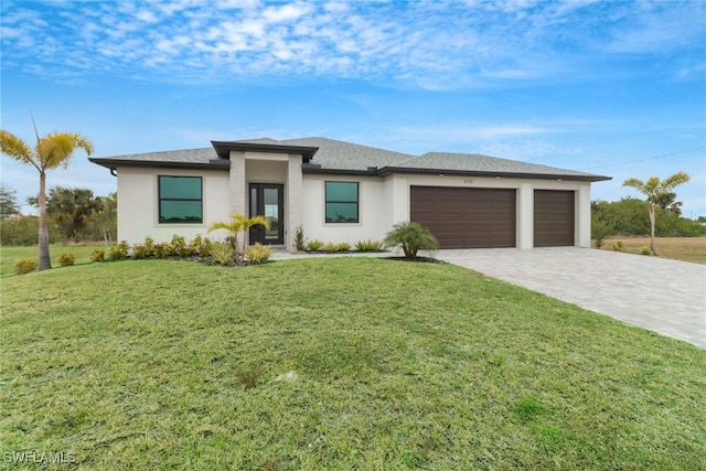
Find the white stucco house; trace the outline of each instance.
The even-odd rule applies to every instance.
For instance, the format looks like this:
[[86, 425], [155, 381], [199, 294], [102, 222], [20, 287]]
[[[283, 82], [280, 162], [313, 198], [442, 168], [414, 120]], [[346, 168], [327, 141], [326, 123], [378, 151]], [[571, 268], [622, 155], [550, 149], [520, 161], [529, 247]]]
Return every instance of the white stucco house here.
[[118, 238], [206, 235], [232, 213], [264, 215], [249, 243], [382, 240], [415, 221], [442, 248], [590, 246], [590, 185], [609, 176], [493, 157], [410, 156], [325, 138], [90, 158], [118, 179]]

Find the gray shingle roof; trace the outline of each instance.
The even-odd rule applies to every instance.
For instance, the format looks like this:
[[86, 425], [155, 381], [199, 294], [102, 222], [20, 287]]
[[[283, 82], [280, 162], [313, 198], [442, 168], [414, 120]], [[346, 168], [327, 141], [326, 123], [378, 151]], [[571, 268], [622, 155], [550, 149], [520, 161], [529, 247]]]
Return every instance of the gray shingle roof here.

#####

- _EXERCISE_
Turn everything from the start of the entries down to the line containing "158], [118, 179]]" into a numbered list, with both ends included and blank lines skipped. Leave the pictures out of the list.

- _OUTPUT OF THE EXERCISE_
1. Find the white stucco house; trace the outline of each instance.
2. The even-odd rule applies to every instance.
3. For instance, the format looks like this:
4. [[86, 425], [155, 381], [199, 294], [102, 222], [20, 287]]
5. [[[283, 82], [280, 162], [313, 198], [442, 168], [414, 120]], [[346, 168], [327, 141], [326, 123], [378, 151]], [[571, 268], [622, 155], [550, 149], [520, 161], [529, 247]]]
6. Return every instance of the white stucco house here.
7. [[118, 238], [206, 235], [232, 213], [264, 215], [249, 243], [382, 240], [415, 221], [442, 248], [590, 246], [590, 185], [609, 176], [493, 157], [410, 156], [325, 138], [90, 158], [118, 179]]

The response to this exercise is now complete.